* _Task description_:
Locate every line in the entries below that contains the word "orange", and copy each of those lines.

* _Data provided_:
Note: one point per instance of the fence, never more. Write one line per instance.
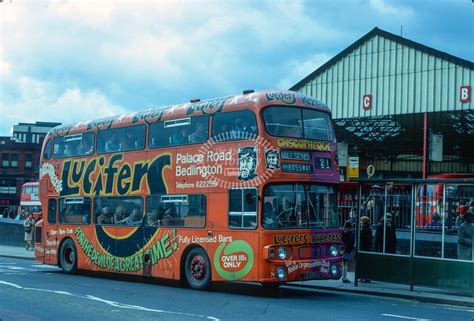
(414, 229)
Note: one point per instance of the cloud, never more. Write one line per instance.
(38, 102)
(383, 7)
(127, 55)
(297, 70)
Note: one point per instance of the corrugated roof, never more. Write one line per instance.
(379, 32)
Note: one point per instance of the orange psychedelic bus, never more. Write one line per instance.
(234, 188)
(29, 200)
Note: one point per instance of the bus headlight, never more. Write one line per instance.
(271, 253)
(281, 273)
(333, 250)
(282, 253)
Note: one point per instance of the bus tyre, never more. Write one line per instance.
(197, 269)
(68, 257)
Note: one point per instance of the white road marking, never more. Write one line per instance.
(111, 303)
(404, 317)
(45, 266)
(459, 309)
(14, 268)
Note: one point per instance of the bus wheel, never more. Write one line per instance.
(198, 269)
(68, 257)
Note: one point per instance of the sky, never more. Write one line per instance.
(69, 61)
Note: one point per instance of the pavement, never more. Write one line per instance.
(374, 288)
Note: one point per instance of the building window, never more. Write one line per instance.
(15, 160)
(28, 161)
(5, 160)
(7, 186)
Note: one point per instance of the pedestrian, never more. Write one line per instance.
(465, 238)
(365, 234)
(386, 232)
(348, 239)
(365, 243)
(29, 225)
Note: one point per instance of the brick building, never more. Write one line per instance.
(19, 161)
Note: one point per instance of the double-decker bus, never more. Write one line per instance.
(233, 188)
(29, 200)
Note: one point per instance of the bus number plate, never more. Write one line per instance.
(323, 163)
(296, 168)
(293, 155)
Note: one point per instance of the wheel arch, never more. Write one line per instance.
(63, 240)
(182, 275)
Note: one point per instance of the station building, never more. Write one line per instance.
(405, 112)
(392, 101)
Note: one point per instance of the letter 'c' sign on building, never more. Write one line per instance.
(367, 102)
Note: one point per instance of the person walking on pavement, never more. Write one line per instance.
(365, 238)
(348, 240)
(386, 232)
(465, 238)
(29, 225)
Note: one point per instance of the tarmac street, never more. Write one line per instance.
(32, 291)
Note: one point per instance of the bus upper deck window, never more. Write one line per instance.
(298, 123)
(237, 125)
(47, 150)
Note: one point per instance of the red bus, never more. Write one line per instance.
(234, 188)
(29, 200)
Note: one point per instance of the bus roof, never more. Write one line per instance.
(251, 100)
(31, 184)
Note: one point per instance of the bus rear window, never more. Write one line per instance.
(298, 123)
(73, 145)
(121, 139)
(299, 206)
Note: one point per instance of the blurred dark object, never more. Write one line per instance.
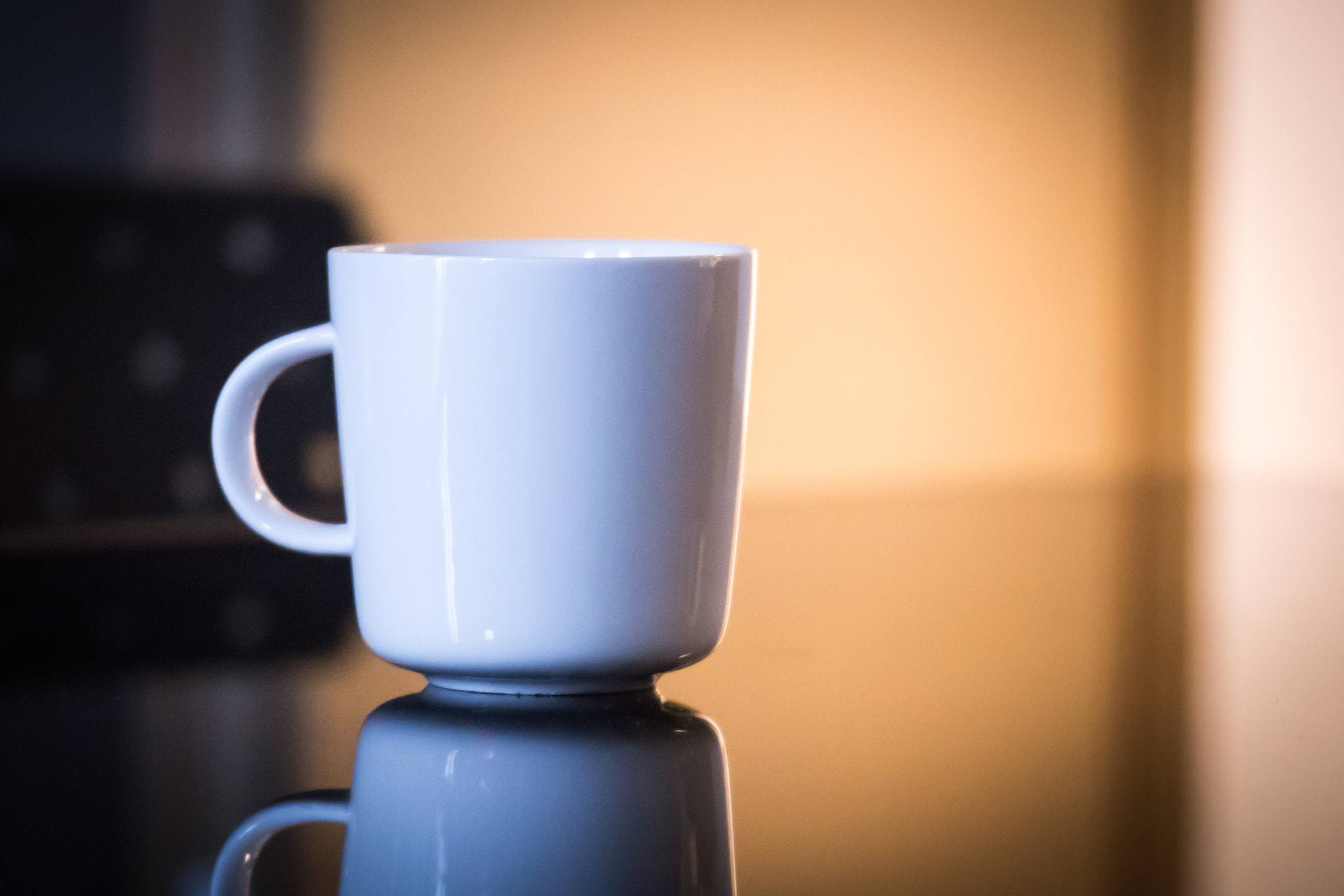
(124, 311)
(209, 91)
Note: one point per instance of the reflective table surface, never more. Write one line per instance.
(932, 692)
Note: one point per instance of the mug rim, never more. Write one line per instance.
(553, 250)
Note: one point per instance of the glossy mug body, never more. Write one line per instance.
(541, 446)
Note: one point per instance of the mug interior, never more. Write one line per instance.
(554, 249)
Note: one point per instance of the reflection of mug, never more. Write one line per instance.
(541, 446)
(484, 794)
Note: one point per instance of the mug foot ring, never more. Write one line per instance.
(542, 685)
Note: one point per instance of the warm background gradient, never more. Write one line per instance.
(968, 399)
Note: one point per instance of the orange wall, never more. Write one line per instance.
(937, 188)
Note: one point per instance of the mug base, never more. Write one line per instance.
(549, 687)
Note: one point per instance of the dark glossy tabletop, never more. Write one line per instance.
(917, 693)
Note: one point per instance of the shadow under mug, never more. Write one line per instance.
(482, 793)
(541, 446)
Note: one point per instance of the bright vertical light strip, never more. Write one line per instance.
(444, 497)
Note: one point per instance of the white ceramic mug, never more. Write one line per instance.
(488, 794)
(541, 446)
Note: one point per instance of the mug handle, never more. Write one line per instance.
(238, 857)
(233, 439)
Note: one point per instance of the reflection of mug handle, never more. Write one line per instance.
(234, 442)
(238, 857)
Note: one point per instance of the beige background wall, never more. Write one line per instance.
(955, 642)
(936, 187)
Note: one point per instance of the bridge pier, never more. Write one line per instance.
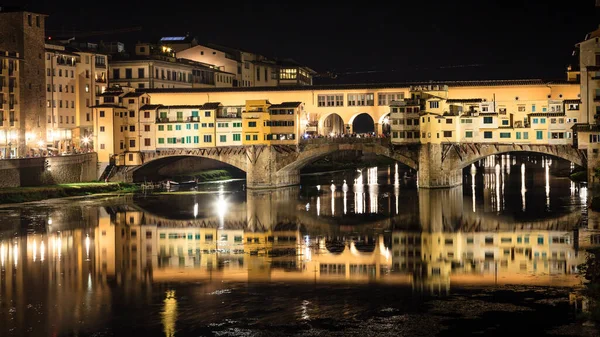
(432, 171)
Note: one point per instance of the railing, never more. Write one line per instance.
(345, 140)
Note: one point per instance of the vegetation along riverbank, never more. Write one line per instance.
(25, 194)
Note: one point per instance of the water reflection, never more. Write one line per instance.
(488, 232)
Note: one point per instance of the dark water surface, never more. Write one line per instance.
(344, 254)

---

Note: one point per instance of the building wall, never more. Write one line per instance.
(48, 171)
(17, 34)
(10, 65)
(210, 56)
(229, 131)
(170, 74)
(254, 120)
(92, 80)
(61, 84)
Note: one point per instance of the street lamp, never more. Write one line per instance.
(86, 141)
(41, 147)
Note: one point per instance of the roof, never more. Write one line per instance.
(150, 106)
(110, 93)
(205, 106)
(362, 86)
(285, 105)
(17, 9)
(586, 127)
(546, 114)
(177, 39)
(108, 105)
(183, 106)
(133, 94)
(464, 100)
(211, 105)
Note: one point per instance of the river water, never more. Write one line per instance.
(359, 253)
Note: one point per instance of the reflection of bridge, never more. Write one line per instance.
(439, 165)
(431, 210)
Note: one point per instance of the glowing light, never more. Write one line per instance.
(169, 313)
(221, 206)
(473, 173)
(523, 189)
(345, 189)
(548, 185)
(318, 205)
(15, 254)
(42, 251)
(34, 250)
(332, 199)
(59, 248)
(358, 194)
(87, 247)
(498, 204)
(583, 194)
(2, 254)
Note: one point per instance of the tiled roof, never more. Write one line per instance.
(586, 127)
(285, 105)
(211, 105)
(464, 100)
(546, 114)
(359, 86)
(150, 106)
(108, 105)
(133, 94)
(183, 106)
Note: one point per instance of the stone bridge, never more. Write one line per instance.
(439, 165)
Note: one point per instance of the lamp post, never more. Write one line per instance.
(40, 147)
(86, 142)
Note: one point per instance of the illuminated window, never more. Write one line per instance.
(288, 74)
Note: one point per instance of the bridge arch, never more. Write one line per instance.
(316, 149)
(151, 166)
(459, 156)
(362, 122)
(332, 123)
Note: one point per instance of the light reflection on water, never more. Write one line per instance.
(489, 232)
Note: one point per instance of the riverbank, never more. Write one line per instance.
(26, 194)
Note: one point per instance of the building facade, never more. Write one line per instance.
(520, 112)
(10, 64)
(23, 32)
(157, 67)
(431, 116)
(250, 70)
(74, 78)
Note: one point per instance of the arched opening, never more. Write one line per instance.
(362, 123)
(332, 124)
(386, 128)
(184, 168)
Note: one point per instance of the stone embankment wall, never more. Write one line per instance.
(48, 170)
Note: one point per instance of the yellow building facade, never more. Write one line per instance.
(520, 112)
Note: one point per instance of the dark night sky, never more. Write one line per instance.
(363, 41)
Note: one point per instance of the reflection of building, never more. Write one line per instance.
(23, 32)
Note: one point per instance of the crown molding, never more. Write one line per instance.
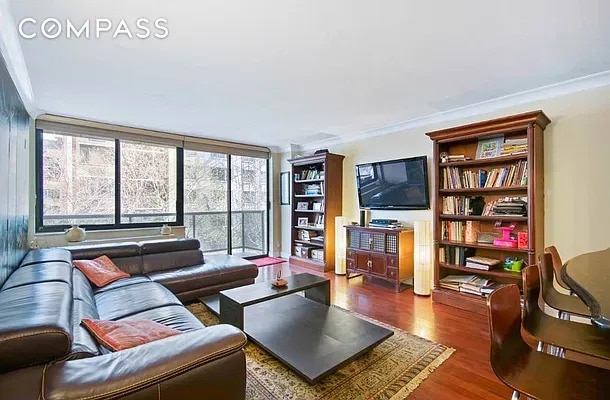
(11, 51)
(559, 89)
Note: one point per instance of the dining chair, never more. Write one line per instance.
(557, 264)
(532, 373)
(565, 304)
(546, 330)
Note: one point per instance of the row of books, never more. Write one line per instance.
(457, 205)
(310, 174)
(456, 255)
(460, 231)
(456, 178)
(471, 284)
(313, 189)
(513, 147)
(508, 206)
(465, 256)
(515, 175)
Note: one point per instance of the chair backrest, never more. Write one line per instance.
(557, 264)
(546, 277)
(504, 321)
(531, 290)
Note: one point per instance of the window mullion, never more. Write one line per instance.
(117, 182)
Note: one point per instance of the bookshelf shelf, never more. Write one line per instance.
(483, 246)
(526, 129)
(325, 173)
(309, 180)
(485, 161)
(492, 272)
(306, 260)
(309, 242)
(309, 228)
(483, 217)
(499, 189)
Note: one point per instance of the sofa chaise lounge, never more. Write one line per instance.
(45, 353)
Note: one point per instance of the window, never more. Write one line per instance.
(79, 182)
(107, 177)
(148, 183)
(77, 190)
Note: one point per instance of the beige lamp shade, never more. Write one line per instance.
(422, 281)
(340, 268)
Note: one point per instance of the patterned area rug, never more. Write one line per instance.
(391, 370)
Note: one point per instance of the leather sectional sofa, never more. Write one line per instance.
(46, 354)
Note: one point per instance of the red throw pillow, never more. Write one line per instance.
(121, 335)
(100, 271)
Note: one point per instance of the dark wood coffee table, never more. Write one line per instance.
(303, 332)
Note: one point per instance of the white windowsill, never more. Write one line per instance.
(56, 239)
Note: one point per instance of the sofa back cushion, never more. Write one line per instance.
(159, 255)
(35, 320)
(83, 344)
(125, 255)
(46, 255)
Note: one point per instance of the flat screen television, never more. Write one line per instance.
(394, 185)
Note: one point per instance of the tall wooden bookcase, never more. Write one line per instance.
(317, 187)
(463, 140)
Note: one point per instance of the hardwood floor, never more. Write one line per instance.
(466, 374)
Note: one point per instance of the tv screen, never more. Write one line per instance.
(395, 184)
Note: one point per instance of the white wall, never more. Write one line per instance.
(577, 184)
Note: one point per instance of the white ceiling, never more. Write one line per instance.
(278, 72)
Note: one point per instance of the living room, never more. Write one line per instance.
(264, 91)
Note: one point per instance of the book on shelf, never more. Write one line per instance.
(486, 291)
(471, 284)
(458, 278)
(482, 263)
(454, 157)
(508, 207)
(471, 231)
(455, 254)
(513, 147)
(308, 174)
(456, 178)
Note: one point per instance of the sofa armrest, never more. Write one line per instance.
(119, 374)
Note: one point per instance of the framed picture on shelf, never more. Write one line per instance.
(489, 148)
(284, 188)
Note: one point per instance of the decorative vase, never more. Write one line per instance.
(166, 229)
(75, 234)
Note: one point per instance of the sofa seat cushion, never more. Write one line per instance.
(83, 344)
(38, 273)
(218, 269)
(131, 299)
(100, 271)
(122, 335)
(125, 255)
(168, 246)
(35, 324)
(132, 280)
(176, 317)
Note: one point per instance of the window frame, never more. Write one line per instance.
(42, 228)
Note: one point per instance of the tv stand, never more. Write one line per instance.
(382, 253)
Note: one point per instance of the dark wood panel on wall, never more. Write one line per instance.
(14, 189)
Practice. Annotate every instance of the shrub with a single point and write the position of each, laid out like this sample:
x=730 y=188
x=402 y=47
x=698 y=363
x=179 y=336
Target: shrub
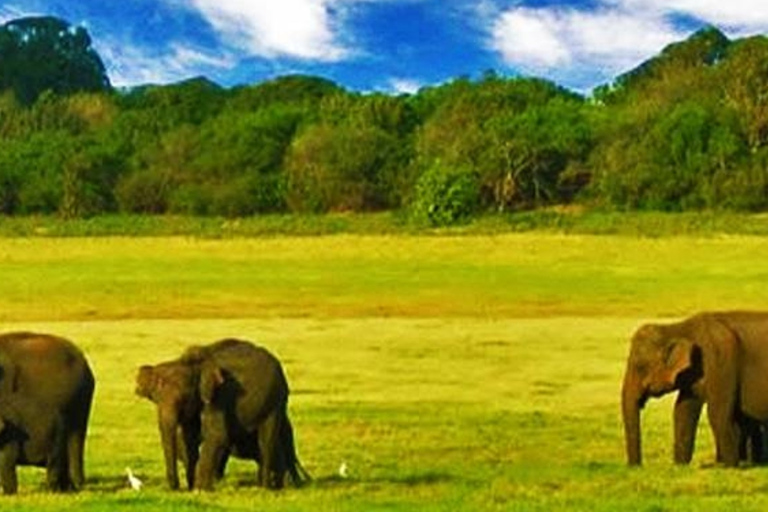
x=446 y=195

--

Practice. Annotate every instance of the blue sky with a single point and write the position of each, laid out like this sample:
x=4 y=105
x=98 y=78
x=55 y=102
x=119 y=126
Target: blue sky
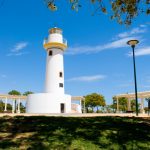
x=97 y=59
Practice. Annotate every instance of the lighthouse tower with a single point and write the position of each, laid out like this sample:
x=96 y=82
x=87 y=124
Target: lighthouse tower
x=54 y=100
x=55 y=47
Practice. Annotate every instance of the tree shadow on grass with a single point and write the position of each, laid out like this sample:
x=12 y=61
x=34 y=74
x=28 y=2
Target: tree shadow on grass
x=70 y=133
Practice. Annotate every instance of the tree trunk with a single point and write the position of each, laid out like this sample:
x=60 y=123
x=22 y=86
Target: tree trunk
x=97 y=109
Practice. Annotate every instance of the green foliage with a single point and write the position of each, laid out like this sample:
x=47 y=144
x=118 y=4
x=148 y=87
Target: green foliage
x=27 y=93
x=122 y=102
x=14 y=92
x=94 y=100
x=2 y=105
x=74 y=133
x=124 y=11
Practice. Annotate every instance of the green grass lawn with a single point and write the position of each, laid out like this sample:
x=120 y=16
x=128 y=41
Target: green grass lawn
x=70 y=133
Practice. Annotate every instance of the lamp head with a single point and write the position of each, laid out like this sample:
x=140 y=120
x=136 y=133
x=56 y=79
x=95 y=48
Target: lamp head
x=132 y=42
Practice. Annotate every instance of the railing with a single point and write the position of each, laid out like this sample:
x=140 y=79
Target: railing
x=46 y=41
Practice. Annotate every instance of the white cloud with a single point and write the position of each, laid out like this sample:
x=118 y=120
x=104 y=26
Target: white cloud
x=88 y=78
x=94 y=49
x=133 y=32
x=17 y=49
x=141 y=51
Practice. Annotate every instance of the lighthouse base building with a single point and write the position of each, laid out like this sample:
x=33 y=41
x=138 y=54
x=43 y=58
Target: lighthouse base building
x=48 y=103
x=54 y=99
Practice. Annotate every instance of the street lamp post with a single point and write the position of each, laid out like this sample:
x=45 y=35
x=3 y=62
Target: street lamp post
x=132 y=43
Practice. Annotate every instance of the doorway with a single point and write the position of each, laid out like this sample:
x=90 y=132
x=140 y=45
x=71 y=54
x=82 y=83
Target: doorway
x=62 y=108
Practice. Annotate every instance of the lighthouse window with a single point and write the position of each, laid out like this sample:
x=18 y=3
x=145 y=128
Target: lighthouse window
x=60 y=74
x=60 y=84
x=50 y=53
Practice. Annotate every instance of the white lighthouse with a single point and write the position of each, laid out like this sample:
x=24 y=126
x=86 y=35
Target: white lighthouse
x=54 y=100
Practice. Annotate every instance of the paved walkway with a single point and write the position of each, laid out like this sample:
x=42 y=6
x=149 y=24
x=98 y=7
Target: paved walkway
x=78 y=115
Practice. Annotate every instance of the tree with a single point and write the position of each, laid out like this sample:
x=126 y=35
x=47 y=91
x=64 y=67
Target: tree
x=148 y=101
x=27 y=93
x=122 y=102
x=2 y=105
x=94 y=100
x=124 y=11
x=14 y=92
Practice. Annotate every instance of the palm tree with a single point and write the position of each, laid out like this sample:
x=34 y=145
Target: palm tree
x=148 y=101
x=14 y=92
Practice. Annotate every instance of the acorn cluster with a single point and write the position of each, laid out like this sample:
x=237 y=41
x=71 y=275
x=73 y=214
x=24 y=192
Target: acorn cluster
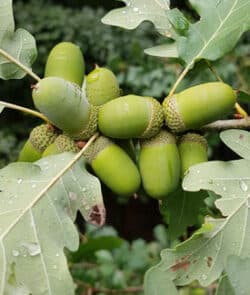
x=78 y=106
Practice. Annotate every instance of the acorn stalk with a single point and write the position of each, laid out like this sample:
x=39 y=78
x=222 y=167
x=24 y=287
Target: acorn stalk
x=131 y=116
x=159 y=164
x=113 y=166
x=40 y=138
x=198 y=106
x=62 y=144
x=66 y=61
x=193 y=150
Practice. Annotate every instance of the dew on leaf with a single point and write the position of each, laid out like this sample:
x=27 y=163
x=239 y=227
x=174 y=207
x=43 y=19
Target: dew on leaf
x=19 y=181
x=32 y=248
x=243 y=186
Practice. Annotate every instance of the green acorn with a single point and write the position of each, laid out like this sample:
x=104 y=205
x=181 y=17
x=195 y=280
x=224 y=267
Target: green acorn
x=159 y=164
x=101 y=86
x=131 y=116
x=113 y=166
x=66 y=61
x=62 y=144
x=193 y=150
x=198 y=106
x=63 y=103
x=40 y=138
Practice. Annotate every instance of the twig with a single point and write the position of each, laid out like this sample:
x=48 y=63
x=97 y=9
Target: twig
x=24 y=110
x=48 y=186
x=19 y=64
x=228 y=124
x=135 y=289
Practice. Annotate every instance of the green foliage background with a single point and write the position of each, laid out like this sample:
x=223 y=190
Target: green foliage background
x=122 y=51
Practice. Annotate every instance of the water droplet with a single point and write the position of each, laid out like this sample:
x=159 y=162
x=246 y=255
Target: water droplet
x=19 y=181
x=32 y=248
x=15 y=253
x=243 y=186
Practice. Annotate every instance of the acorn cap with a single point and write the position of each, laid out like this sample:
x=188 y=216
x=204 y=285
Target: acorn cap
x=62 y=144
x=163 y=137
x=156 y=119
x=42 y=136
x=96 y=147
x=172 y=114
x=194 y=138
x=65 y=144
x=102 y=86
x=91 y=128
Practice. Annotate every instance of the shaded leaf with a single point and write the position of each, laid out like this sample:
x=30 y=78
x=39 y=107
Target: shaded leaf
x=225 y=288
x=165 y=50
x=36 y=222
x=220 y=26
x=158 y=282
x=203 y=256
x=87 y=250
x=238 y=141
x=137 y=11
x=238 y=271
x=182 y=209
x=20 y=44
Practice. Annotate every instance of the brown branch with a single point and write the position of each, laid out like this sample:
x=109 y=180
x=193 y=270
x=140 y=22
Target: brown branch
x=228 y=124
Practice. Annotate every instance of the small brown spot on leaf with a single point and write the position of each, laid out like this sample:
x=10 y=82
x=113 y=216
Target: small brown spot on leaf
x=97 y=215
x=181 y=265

* _Answer to the problem_:
Note: one point per instance of the orange psychedelic bus, never more. Write one line per instance.
Note: one point per instance of the orange wall, never more. Write one line per instance.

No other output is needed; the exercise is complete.